## What the exercise asks
The entries below must be copied exactly as they are.

## Material for this task
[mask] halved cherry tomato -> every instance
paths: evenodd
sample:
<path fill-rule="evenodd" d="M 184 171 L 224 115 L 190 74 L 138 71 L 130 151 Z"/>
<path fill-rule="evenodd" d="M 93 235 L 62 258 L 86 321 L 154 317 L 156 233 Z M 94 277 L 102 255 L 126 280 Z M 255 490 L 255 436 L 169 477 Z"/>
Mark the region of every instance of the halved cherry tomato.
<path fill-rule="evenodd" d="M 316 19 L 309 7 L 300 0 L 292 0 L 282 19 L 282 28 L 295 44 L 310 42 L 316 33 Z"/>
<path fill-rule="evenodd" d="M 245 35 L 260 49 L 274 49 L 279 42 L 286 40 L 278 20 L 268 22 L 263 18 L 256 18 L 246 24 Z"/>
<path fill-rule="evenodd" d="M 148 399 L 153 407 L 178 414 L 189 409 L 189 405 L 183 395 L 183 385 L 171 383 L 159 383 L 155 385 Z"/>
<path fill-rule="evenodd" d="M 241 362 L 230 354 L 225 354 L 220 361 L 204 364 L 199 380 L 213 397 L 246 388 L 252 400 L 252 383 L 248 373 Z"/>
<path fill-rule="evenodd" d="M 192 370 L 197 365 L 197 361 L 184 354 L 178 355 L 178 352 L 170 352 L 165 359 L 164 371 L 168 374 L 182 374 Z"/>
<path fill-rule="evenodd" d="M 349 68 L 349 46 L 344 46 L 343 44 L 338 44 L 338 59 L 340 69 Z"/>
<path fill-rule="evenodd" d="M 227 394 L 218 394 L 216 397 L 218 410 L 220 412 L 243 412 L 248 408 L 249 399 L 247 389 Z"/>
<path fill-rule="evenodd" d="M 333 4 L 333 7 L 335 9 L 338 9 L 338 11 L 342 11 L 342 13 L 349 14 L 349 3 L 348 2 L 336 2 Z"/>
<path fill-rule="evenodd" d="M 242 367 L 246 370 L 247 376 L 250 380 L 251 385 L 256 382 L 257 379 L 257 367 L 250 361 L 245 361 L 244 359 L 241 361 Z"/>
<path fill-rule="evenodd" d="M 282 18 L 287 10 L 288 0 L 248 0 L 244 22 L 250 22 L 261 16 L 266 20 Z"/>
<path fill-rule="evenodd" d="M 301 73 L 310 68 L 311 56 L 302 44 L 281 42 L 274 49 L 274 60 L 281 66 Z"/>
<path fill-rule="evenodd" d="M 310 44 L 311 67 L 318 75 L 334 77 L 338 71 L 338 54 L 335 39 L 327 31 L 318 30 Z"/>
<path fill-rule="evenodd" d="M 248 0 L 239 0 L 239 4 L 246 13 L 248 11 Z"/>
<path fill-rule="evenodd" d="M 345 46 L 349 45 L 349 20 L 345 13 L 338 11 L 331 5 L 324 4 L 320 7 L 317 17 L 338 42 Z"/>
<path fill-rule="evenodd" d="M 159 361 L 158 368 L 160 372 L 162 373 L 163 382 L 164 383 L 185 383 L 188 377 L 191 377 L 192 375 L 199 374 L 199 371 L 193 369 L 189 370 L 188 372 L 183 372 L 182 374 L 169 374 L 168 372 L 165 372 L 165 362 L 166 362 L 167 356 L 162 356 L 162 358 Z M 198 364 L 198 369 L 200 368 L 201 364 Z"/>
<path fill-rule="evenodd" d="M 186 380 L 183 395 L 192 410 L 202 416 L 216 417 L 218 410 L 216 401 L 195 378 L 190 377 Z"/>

## Written response
[mask] halved cherry tomato -> every instance
paths: evenodd
sample:
<path fill-rule="evenodd" d="M 184 171 L 224 115 L 190 74 L 138 71 L 130 151 Z"/>
<path fill-rule="evenodd" d="M 93 235 L 62 258 L 86 321 L 154 317 L 156 233 Z M 94 277 L 102 255 L 126 280 Z M 255 490 L 255 436 L 169 477 Z"/>
Mark the region of every instance of the halved cherry tomato.
<path fill-rule="evenodd" d="M 316 19 L 309 7 L 300 0 L 292 0 L 282 19 L 282 28 L 295 44 L 310 42 L 316 33 Z"/>
<path fill-rule="evenodd" d="M 245 35 L 260 49 L 274 49 L 279 42 L 286 40 L 278 20 L 268 22 L 263 18 L 256 18 L 246 24 Z"/>
<path fill-rule="evenodd" d="M 148 399 L 153 407 L 178 414 L 189 409 L 189 405 L 183 395 L 183 385 L 171 383 L 159 383 L 155 385 Z"/>
<path fill-rule="evenodd" d="M 241 362 L 230 354 L 225 354 L 220 361 L 204 364 L 199 380 L 213 397 L 246 388 L 252 400 L 252 383 L 248 373 Z"/>
<path fill-rule="evenodd" d="M 192 370 L 197 365 L 197 361 L 184 354 L 178 355 L 178 352 L 170 352 L 165 359 L 164 371 L 168 374 L 182 374 Z"/>
<path fill-rule="evenodd" d="M 349 68 L 349 46 L 344 46 L 343 44 L 338 44 L 338 59 L 340 69 Z"/>
<path fill-rule="evenodd" d="M 227 394 L 218 394 L 216 397 L 218 410 L 220 412 L 243 412 L 248 408 L 249 399 L 247 389 Z"/>
<path fill-rule="evenodd" d="M 333 4 L 333 7 L 335 9 L 338 9 L 338 11 L 342 11 L 342 13 L 349 14 L 349 3 L 348 2 L 336 2 Z"/>
<path fill-rule="evenodd" d="M 242 367 L 246 370 L 247 376 L 250 380 L 251 385 L 256 382 L 257 379 L 257 367 L 250 361 L 245 361 L 244 359 L 241 361 Z"/>
<path fill-rule="evenodd" d="M 282 18 L 287 10 L 288 0 L 248 0 L 244 22 L 250 22 L 261 16 L 266 20 Z"/>
<path fill-rule="evenodd" d="M 301 73 L 310 68 L 311 56 L 302 44 L 281 42 L 274 49 L 274 60 L 281 66 Z"/>
<path fill-rule="evenodd" d="M 310 44 L 311 67 L 318 75 L 334 77 L 338 71 L 338 54 L 335 39 L 327 31 L 318 30 Z"/>
<path fill-rule="evenodd" d="M 248 0 L 239 0 L 239 4 L 246 13 L 248 11 Z"/>
<path fill-rule="evenodd" d="M 345 46 L 349 45 L 349 20 L 345 13 L 338 11 L 331 5 L 324 4 L 320 7 L 317 17 L 338 42 Z"/>
<path fill-rule="evenodd" d="M 159 361 L 158 368 L 160 372 L 162 373 L 163 382 L 164 383 L 185 383 L 188 377 L 191 377 L 192 375 L 199 374 L 199 371 L 193 369 L 189 370 L 188 372 L 183 372 L 182 374 L 169 374 L 168 372 L 165 372 L 165 362 L 166 362 L 167 356 L 162 356 L 162 358 Z M 198 364 L 198 369 L 200 368 L 201 364 Z"/>
<path fill-rule="evenodd" d="M 186 380 L 183 395 L 192 410 L 202 416 L 216 417 L 218 410 L 216 401 L 195 378 L 190 377 Z"/>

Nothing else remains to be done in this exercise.